# Problem description:
Return, in full, every line of the listing below in which the string "pixel" appears.

# Supplied material:
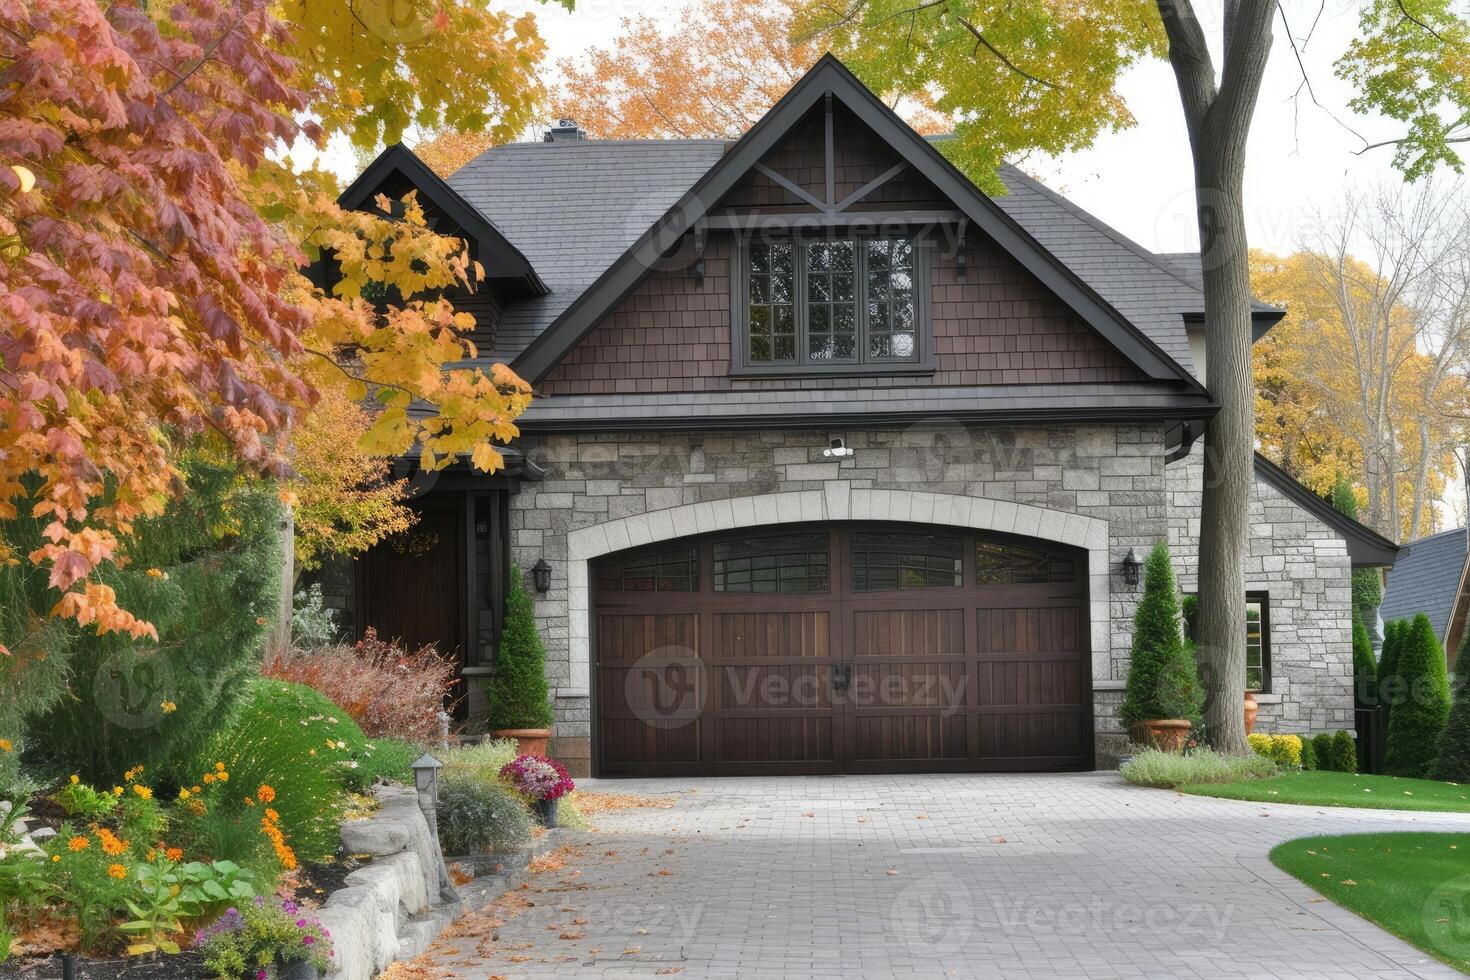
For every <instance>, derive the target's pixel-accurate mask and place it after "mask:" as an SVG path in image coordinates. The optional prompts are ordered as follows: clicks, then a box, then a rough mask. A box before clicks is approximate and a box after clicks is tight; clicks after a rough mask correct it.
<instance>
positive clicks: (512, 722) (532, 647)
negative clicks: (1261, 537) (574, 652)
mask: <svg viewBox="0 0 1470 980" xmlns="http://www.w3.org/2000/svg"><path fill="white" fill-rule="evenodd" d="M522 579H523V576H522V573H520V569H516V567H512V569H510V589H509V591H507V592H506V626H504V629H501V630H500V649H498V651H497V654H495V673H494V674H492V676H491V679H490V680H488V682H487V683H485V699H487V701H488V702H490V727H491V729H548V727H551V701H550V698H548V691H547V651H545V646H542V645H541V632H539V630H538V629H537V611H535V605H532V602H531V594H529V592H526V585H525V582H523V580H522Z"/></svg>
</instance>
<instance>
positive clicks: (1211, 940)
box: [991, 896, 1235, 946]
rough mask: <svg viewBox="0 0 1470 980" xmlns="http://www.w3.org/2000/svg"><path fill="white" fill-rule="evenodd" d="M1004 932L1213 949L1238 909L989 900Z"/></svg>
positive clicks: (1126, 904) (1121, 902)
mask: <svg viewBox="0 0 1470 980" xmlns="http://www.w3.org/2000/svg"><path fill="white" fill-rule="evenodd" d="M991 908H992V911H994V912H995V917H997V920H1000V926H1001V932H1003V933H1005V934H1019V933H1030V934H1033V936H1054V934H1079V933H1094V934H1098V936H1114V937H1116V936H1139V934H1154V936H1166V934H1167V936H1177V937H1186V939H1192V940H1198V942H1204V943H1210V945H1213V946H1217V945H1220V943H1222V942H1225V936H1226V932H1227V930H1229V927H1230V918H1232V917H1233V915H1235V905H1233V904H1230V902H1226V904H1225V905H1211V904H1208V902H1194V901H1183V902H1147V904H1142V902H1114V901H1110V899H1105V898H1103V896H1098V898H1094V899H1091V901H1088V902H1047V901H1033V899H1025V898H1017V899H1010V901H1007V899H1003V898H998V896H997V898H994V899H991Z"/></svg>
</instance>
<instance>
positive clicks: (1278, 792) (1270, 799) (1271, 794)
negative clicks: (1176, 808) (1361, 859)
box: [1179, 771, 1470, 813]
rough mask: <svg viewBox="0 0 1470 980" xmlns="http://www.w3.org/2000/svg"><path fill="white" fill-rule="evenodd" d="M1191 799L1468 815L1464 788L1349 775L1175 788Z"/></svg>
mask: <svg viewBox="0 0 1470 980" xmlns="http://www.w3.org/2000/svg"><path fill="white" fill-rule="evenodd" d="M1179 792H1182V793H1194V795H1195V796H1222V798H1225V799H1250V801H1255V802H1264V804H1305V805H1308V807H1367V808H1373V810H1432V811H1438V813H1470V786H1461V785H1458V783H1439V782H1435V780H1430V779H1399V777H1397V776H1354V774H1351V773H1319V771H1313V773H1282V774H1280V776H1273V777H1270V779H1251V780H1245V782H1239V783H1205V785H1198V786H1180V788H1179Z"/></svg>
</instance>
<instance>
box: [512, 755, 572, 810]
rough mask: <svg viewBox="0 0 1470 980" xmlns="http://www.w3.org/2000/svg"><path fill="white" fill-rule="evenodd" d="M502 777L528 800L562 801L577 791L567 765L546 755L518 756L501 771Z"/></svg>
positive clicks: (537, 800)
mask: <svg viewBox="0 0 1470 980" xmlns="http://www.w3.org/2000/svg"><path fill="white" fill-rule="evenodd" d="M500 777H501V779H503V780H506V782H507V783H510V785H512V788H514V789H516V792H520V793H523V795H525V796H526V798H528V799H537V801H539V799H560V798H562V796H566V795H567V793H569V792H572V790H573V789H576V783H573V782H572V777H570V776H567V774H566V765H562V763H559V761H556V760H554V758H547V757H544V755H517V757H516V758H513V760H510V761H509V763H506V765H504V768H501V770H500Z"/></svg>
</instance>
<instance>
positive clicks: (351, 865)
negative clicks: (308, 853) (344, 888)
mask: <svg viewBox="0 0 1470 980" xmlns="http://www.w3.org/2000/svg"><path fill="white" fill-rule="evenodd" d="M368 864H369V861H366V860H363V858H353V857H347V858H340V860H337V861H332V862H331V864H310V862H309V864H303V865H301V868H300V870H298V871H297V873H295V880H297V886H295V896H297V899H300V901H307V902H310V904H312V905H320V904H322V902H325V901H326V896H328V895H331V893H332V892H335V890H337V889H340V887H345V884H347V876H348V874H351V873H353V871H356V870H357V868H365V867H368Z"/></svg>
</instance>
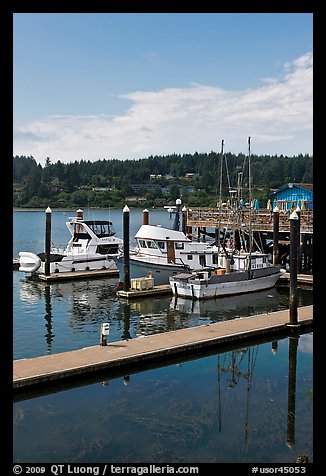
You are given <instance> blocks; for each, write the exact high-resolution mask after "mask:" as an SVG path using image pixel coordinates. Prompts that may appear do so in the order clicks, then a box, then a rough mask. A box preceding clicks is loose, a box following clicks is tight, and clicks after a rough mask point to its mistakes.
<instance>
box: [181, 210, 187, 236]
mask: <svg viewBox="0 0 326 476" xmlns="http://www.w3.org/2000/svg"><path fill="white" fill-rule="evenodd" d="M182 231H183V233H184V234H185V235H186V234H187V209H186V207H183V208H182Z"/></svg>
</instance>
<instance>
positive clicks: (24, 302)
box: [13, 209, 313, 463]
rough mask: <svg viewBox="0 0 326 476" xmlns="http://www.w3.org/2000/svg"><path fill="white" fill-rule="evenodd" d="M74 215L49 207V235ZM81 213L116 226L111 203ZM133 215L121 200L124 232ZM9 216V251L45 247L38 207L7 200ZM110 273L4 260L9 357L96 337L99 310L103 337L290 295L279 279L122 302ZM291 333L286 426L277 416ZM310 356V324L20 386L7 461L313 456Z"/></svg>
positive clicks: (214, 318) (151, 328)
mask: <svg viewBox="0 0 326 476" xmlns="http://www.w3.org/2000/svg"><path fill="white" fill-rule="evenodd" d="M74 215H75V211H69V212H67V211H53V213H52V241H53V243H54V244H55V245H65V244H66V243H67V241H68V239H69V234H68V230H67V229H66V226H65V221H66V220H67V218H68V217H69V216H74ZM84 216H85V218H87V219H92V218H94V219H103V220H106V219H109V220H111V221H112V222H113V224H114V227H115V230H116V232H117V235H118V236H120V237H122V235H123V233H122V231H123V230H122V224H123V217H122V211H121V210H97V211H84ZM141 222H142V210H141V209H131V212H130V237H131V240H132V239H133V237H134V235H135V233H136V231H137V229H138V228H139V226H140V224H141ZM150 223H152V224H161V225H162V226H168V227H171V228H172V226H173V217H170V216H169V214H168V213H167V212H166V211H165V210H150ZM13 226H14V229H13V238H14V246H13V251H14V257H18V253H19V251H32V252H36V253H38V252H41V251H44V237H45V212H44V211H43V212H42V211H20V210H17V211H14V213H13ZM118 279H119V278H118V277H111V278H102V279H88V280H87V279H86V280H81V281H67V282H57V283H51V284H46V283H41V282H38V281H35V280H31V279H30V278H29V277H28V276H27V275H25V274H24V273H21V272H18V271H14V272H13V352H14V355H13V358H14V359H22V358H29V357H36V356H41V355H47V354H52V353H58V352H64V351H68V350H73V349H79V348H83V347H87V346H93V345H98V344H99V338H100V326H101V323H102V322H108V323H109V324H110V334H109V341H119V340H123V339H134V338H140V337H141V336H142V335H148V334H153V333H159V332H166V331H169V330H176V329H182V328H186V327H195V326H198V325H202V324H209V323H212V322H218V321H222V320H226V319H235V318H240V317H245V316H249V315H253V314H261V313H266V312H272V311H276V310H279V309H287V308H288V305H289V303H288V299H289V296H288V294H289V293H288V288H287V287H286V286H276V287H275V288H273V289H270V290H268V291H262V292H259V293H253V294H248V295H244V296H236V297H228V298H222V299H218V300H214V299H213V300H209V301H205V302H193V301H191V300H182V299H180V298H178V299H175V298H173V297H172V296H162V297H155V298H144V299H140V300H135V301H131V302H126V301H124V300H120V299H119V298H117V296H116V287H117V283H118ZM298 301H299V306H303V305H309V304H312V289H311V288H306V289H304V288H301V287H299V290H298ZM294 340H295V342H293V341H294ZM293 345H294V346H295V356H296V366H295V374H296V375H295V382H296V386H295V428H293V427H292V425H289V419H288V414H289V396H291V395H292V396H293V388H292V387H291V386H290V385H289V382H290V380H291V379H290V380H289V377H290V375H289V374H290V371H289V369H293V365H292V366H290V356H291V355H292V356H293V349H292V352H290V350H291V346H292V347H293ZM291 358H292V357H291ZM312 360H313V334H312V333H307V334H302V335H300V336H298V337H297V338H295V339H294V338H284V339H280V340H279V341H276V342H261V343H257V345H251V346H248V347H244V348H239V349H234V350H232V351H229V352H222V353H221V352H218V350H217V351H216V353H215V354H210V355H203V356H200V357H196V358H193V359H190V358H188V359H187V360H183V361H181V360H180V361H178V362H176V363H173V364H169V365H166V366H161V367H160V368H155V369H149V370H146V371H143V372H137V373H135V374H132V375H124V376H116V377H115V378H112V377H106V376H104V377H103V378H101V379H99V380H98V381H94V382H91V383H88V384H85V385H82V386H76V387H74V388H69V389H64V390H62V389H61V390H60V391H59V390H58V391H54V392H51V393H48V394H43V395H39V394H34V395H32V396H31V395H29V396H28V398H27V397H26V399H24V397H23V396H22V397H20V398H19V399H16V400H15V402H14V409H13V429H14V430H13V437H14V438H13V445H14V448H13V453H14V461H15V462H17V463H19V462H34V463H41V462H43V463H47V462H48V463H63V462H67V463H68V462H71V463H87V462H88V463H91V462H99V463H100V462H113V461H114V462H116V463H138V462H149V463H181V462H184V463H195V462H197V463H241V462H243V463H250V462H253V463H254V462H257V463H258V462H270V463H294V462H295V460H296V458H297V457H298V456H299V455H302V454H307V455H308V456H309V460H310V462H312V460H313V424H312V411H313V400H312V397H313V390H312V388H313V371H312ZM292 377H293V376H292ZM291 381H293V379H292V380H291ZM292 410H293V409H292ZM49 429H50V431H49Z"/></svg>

# Answer space:
For every <instance>, derive the target's pixel-accurate mask and place it after "mask:" as an SVG path in image coordinates. The optional prompts are ordered as follows: clicks, then a box, then a rough mask. A box before clicks is approximate and a box after clicks is tight; clicks after a rough mask correct it.
You are given <instance> blocks; for each, write the exact high-resolution mask after "mask:" as an SVG path using image pixel coordinates. Prompts that may appear do so in the order clicks, then a box, then a rough mask. A box preceding clicks is loose, a box following clicks is tight, and clicks after a rough mask point to its mistakes.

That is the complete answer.